Print all of the data below exactly as it appears, leaving out every image.

● PROVIDED DATA:
[Start of Attachment]

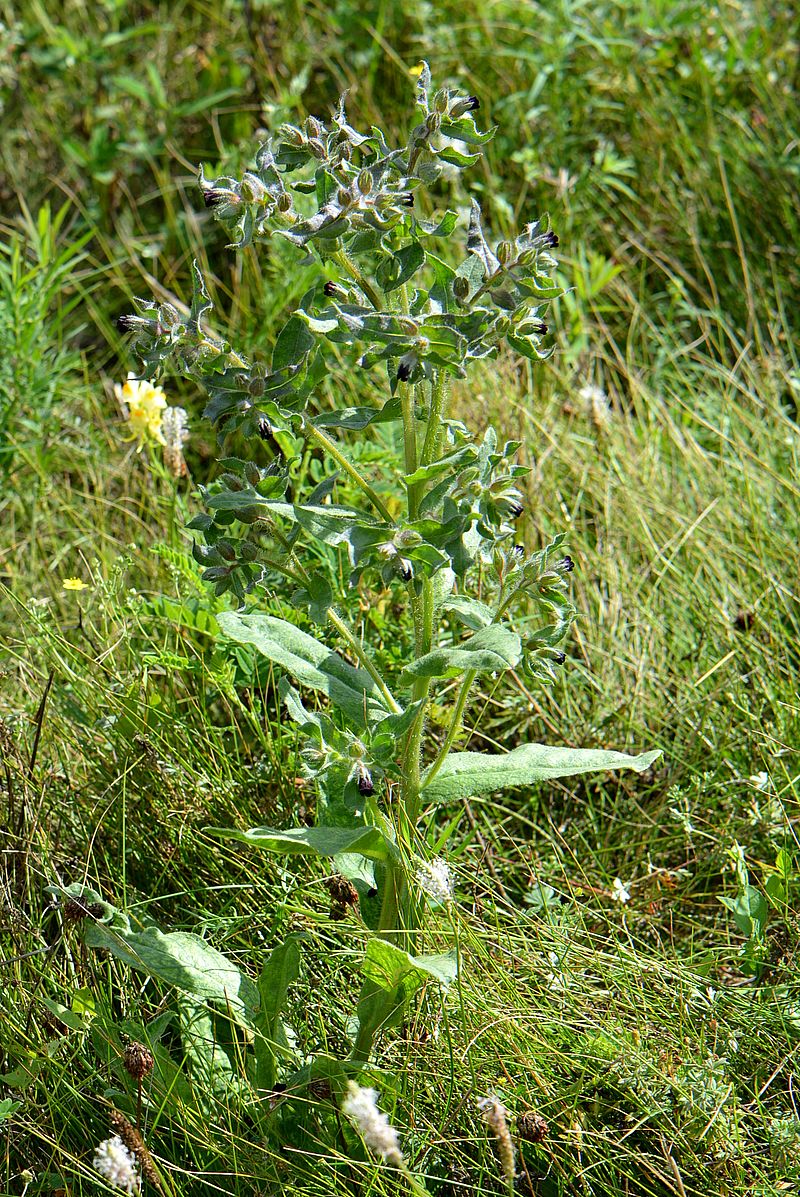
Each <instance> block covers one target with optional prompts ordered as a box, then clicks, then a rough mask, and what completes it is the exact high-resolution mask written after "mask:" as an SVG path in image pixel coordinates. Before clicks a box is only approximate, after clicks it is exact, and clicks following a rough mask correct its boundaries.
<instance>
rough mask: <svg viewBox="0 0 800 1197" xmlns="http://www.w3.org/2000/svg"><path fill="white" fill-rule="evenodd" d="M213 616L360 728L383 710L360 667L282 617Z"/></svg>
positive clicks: (255, 615)
mask: <svg viewBox="0 0 800 1197" xmlns="http://www.w3.org/2000/svg"><path fill="white" fill-rule="evenodd" d="M217 621H218V624H219V627H220V630H222V632H223V633H224V634H225V636H226V637H228V638H229V639H231V640H235V642H236V643H237V644H251V645H253V646H254V648H255V649H257V651H259V652H261V654H262V656H265V657H267V658H268V660H269V661H274V663H275V664H277V666H280V667H281V669H285V670H286V673H289V674H291V676H292V678H295V679H296V680H297V681H298V682H299V683H301V685H302V686H308V687H309V689H316V691H320V692H321V693H323V694H326V695H327V697H328V698H329V700H331V703H332V704H333V705H334V706H338V707H339V709H340V710H341V711H344V712H345V715H346V716H347V717H349V719H350V721H351V722H352V723H354V724H356V725H358V727H362V728H364V727H366V724H368V723H370V722H375V721H377V719H382V718H384V717H386V716H387V715H388V711H387V709H386V706H384V704H383V699H382V698H381V694H380V692H378V689H377V687H376V685H375V682H374V681H372V679H371V678H370V675H369V674H368V673H366V672H365V670H363V669H356V668H354V667H353V666H350V664H347V662H346V661H345V660H344V658H343V657H340V656H339V654H338V652H334V651H333V650H332V649H329V648H327V645H325V644H321V643H320V640H316V639H315V638H314V637H313V636H309V634H308V632H303V631H301V628H299V627H295V625H293V624H290V622H287V621H286V620H285V619H277V618H275V616H273V615H262V614H260V613H255V612H253V613H249V614H240V613H238V612H223V613H222V614H219V615H218V616H217Z"/></svg>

[End of Attachment]

● OUTPUT FOR THIS EXERCISE:
Each <instance> block covers one target with optional prompts ordered as a box, then clicks, then a rough mask, and what completes it is the exact high-resolution mask written after "mask:" as an SVG path in image pixel coordinates. Before clicks a box is only approximate, after clicks it is exact, and clicks following a rough mask correct its boundaries.
<instance>
rough mask: <svg viewBox="0 0 800 1197" xmlns="http://www.w3.org/2000/svg"><path fill="white" fill-rule="evenodd" d="M213 616L360 728L383 710L360 667L282 617Z"/></svg>
positive clicks: (255, 615)
mask: <svg viewBox="0 0 800 1197" xmlns="http://www.w3.org/2000/svg"><path fill="white" fill-rule="evenodd" d="M217 621H218V624H219V627H220V630H222V632H223V633H224V634H225V636H226V637H228V638H229V639H231V640H235V642H236V643H237V644H251V645H253V646H254V648H255V649H257V651H259V652H261V654H262V656H265V657H267V658H268V660H269V661H274V663H275V664H277V666H280V667H281V669H285V670H286V673H289V674H291V676H292V678H295V679H296V680H297V681H298V682H299V683H301V685H302V686H308V687H309V689H316V691H320V692H321V693H323V694H326V695H327V697H328V698H329V700H331V703H332V704H333V705H334V706H338V707H339V709H340V710H341V711H344V712H345V715H346V716H347V717H349V719H350V721H351V722H352V723H354V724H356V725H358V727H362V728H364V727H366V724H368V723H370V722H375V721H377V719H382V718H384V717H386V716H387V715H388V711H387V709H386V706H384V704H383V699H382V698H381V694H380V692H378V689H377V687H376V685H375V682H374V681H372V679H371V678H370V675H369V674H368V673H366V672H365V670H363V669H356V668H354V667H353V666H350V664H347V662H346V661H345V660H344V658H343V657H340V656H339V654H338V652H334V651H333V650H332V649H329V648H327V645H325V644H321V643H320V640H316V639H315V638H314V637H313V636H309V634H308V632H303V631H301V628H299V627H295V625H293V624H290V622H287V621H286V620H285V619H277V618H275V616H273V615H262V614H260V613H255V612H253V613H249V614H240V613H238V612H223V613H222V614H219V615H218V616H217Z"/></svg>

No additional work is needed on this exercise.